*TEXT SECTION:*
Algorithms are described in different ways including natural languages, flowcharts, pseudocode, programming languages, etc.

**Analyzing Algorithms**

Analyzing algorithms means finding out the resources required for algorithms, such as memory, execution time, and other resources. One of the most common techniques to analyze an algorithm is to look at the time and space complexities of an algorithm. It is required to analyze an algorithm since multiple algorithms might be available to solve the same problem, and hence without proper analysis, it is difficult to choose the best algorithm to implement for better performance. An algorithm is efficient when the value of the function is small or grows slowly when the size of the input increases.

**Computational Complexity**

In computer science, the computational complexity of an algorithm is the number of resources required to execute an algorithm. This mainly focuses on the time and space required to execute the implementation of the algorithm. The amount of resources required to run an algorithm depends on the size of the inputs. It is expressed as f(n), where n is the size of the input.

**Types of Complexity**

**Time Complexity**

This is the number of elementary operations performed by an algorithm for the input size of n. Running time and size of the input are the most important factors when analyzing the time complexity of an algorithm. The **running time** of an algorithm for a specific input is the number of primitive operations or steps performed. There are three bounds associated with time complexity: worst case (big O), best case (Omega), and average case (Theta).

**Space Complexity**

The amount of computer memory required for an algorithm of input n.

**Other**

This includes the number of arithmetic operations. For example, while adding two numbers, it is not possible to count input size based on size — in this case, the number of operations on bits is used for complexity. It is called **bit complexity**.

*RECORD SET:*
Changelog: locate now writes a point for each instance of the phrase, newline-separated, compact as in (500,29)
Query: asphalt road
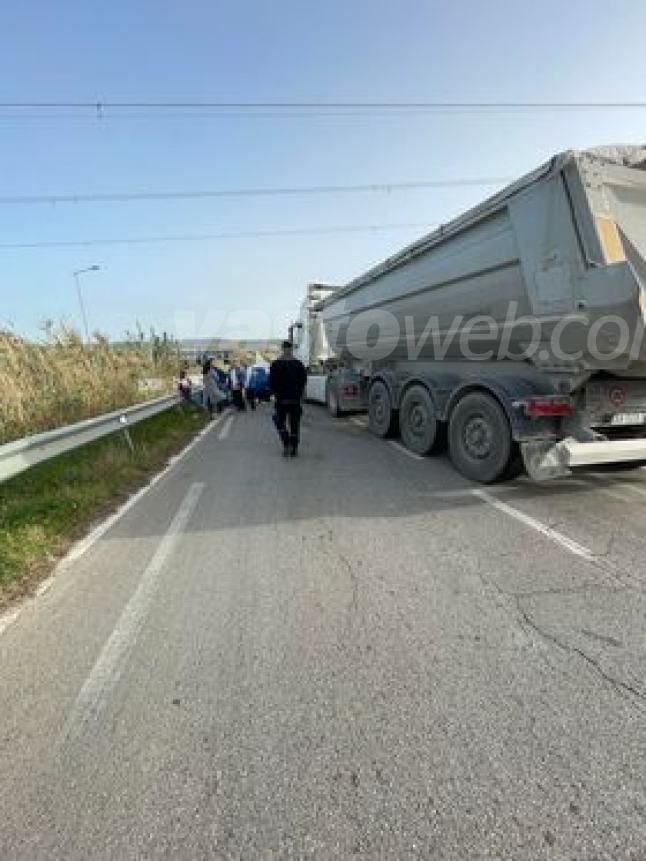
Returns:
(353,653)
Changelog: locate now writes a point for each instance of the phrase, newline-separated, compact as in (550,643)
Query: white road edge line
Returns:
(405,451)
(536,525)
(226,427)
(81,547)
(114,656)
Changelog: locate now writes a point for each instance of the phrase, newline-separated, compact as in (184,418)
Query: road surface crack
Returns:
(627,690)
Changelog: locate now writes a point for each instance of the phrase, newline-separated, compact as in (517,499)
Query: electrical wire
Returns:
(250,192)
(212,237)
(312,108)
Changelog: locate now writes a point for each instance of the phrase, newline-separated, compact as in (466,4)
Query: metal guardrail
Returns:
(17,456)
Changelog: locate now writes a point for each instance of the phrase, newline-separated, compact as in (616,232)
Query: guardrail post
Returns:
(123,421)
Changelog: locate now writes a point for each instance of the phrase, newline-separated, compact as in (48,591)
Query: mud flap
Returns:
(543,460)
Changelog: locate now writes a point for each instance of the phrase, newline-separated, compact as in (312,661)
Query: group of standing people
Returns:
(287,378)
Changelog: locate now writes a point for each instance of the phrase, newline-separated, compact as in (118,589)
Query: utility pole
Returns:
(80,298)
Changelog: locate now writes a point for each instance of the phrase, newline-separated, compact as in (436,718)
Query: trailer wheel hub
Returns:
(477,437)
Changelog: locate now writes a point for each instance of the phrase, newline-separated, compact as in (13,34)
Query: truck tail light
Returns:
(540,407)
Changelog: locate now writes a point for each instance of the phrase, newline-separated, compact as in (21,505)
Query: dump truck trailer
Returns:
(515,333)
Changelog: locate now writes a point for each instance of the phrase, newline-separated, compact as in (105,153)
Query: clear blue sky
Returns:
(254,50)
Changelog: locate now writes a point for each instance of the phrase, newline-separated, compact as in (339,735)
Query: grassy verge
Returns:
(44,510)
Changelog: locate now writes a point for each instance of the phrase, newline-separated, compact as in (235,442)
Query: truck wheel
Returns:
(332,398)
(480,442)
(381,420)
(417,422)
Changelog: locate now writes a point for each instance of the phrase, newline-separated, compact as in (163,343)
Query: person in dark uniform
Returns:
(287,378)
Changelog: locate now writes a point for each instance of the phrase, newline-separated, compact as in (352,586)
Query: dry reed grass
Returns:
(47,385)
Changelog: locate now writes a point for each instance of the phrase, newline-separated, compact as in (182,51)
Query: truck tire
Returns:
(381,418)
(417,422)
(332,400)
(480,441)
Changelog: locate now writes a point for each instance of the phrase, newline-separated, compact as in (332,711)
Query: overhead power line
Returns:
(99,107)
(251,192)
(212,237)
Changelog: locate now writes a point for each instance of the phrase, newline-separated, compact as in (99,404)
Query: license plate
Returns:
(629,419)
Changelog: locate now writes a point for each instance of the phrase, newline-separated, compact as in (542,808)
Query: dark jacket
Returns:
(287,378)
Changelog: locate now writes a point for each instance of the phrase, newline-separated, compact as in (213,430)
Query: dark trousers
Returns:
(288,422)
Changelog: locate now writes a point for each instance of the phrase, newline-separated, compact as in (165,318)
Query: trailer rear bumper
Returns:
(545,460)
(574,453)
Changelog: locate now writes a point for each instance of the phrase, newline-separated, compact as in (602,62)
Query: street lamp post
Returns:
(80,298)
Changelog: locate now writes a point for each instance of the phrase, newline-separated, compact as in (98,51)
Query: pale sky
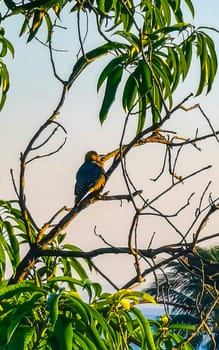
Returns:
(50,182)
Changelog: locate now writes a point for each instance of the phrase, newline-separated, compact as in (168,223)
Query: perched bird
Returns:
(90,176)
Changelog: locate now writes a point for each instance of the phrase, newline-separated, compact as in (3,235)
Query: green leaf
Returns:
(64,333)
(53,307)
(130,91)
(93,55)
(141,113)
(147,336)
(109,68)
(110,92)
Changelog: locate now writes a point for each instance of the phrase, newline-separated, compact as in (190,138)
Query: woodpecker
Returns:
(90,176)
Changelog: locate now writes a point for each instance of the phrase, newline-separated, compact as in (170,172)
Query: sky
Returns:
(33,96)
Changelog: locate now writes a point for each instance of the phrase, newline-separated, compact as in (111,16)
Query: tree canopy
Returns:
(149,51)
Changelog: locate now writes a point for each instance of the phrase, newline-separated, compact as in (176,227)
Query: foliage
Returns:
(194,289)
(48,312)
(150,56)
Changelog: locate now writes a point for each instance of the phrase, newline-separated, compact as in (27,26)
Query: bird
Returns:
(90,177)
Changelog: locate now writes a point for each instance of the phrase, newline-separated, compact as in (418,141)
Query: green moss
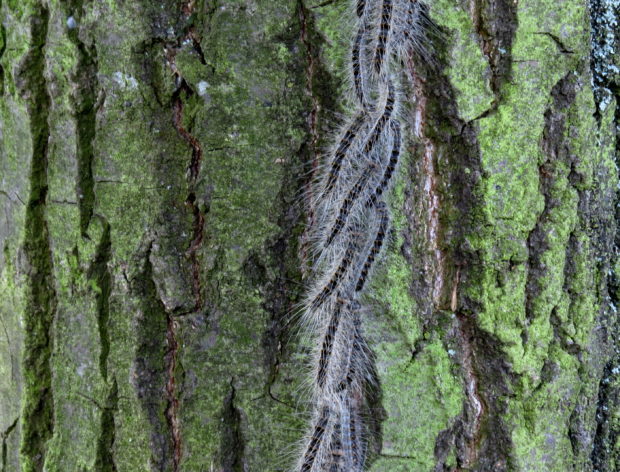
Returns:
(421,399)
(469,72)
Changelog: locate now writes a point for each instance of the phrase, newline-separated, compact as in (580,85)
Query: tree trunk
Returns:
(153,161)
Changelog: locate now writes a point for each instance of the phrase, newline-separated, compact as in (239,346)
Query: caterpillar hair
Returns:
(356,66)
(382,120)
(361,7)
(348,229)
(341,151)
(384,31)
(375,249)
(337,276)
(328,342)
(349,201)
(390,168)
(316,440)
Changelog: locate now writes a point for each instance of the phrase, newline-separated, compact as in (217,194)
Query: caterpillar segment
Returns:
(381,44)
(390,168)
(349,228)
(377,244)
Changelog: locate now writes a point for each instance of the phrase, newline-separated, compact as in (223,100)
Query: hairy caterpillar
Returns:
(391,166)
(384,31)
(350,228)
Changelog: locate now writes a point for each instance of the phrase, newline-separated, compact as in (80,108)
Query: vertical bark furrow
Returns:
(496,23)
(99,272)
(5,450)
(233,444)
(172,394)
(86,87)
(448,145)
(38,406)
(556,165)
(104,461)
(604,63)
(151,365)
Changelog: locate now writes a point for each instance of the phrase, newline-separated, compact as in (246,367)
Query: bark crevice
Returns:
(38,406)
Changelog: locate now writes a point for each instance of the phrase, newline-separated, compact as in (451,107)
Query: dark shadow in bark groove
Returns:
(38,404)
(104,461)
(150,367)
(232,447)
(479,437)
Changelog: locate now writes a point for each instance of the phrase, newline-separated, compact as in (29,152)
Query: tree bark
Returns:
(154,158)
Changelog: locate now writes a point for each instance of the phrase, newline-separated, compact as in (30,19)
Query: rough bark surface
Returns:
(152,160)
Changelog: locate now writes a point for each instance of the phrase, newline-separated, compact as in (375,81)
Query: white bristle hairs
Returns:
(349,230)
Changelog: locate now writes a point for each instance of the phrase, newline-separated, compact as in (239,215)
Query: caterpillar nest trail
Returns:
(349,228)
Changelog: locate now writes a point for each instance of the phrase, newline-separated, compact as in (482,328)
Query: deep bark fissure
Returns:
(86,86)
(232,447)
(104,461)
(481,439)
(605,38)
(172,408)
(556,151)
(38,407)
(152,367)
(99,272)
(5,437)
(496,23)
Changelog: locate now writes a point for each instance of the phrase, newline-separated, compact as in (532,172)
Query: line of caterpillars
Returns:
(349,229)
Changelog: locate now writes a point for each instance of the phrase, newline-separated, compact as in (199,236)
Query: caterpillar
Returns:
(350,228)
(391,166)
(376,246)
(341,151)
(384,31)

*PARTS OF THE EXERCISE:*
• A. In the text on algorithm complexity, what three bounds are associated with time complexity?
• B. Extract the passage of the text on algorithm complexity starting at "The amount of computer" and ending at "called **bit complexity**.".
Rely solely on the text on algorithm complexity for the work that follows.

*OUTPUTS FOR THE TASKS:*
• A. Worst case (big O), best case (Omega), and average case (Theta).

• B.
The amount of computer memory required for an algorithm of input n.

**Other**

This includes the number of arithmetic operations. For example, while adding two numbers, it is not possible to count input size based on size — in this case, the number of operations on bits is used for complexity. It is called **bit complexity**.